Point-per-instance localization data
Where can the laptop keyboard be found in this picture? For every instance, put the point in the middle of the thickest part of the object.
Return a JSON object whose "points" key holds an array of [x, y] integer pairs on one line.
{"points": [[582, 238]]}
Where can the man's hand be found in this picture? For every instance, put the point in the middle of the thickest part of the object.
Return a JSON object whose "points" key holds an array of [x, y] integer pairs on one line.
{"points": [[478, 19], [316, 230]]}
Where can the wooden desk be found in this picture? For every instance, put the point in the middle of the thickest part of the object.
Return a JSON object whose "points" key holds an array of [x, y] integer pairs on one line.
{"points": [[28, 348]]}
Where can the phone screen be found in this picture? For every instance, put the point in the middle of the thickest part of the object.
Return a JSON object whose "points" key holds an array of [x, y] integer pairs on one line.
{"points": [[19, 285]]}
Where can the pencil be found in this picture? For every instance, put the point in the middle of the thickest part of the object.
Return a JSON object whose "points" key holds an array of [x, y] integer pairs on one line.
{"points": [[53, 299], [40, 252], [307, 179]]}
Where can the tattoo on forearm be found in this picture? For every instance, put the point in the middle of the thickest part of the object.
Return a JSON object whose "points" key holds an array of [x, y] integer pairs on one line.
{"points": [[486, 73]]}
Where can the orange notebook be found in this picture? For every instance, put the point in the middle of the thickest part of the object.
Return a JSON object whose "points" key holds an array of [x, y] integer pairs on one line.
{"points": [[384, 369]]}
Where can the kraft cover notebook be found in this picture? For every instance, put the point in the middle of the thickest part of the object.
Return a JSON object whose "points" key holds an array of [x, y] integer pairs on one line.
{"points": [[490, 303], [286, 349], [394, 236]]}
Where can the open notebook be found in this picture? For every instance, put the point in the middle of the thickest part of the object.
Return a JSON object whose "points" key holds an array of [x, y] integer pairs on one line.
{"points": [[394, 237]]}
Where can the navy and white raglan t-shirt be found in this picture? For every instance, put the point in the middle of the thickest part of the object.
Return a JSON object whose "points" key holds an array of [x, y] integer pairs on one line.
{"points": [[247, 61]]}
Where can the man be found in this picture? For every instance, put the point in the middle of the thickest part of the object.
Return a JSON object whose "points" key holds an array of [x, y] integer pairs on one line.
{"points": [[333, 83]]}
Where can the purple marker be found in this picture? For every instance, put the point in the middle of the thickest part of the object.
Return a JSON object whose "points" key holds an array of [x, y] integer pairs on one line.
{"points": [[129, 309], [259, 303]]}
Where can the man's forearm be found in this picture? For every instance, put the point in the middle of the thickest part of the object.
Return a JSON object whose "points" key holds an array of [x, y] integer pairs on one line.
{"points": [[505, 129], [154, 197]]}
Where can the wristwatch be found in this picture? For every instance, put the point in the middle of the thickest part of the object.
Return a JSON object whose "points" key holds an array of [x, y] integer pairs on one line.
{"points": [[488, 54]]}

* * *

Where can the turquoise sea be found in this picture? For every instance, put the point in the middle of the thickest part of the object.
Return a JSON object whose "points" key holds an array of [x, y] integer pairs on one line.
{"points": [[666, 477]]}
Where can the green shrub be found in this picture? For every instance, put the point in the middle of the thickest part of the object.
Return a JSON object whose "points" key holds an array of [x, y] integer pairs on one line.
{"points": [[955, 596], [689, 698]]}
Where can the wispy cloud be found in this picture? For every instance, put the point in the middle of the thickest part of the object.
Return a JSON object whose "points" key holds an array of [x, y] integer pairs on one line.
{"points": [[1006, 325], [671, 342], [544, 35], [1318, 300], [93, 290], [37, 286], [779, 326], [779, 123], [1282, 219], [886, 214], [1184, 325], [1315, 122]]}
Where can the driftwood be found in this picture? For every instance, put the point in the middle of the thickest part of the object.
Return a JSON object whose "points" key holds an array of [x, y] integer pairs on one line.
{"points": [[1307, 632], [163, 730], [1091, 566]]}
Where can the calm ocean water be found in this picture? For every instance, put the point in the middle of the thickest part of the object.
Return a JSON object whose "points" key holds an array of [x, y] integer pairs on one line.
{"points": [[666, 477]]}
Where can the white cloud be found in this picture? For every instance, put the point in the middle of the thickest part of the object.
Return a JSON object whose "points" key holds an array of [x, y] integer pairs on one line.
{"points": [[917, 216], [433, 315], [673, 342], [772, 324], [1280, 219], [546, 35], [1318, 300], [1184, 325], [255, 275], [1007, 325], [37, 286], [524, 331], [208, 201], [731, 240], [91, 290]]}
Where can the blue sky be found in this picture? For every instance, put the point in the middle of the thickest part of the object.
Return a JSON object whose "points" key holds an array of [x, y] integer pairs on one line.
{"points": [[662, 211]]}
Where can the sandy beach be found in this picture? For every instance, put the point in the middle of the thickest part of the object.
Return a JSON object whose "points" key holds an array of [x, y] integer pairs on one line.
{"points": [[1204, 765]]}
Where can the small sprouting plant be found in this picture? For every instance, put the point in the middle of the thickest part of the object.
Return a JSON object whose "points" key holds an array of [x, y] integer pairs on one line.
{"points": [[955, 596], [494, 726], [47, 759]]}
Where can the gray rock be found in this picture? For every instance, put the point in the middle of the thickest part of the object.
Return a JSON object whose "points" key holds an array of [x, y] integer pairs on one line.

--

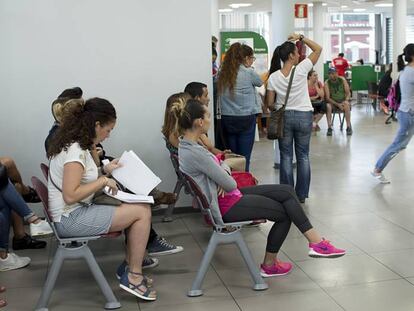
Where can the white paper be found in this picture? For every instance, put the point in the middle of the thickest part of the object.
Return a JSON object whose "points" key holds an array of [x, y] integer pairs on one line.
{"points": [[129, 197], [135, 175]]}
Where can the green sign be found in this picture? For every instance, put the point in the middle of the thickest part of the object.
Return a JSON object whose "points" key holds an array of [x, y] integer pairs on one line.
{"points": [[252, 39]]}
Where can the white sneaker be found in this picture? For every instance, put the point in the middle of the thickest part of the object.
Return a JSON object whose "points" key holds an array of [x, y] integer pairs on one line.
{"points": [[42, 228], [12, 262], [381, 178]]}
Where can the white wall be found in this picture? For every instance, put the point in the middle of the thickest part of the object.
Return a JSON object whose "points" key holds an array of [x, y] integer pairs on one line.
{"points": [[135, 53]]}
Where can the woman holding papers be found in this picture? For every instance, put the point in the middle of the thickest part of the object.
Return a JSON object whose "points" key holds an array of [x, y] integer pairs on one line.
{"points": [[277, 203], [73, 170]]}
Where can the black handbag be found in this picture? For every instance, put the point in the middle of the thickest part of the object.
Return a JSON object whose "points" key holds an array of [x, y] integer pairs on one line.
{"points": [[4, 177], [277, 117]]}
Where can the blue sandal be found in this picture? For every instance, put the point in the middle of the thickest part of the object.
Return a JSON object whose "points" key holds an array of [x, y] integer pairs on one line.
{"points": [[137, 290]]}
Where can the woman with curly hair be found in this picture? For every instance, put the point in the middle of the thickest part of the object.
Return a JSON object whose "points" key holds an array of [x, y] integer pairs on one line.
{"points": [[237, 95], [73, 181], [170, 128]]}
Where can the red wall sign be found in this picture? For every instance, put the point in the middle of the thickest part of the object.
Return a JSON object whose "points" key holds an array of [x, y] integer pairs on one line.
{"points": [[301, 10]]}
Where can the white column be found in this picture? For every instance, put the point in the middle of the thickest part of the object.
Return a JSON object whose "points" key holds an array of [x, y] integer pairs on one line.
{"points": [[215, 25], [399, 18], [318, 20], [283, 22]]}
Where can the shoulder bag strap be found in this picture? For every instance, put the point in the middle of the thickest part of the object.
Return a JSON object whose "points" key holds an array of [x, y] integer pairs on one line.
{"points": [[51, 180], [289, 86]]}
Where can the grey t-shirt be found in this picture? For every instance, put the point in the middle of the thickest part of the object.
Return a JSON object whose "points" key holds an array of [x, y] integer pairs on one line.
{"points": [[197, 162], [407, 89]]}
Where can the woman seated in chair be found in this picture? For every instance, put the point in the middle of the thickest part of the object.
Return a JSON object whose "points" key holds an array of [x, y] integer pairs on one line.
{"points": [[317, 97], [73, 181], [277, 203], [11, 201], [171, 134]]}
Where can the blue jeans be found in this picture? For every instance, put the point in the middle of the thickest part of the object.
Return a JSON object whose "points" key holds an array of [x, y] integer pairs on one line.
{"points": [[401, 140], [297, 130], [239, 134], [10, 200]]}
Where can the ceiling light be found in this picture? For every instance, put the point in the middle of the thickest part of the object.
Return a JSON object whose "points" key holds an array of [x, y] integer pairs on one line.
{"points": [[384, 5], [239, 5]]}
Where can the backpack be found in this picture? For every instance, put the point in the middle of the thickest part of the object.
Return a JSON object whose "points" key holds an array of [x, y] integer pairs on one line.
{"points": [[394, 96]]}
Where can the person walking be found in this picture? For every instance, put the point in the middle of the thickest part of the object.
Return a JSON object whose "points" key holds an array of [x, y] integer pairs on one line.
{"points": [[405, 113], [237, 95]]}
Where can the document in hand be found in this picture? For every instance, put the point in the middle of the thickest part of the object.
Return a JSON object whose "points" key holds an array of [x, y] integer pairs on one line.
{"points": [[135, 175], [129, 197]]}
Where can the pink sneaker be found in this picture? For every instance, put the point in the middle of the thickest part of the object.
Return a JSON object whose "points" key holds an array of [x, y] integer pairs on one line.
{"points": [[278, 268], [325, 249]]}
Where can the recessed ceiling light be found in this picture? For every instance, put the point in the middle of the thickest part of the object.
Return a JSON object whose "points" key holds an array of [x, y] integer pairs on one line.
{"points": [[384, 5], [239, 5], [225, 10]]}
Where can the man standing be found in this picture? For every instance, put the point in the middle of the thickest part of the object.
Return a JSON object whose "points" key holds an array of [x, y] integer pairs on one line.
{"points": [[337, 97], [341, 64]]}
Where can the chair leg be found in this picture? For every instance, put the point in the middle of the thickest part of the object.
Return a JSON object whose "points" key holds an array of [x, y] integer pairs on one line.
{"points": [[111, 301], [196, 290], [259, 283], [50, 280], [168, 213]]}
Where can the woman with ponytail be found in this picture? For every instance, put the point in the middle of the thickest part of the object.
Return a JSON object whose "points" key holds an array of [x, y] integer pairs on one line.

* [WHAT YOU WILL DO]
Answer with a number only. How many lines in the records include the word "chair"?

* [SOLUTION TO THE PROBLEM]
2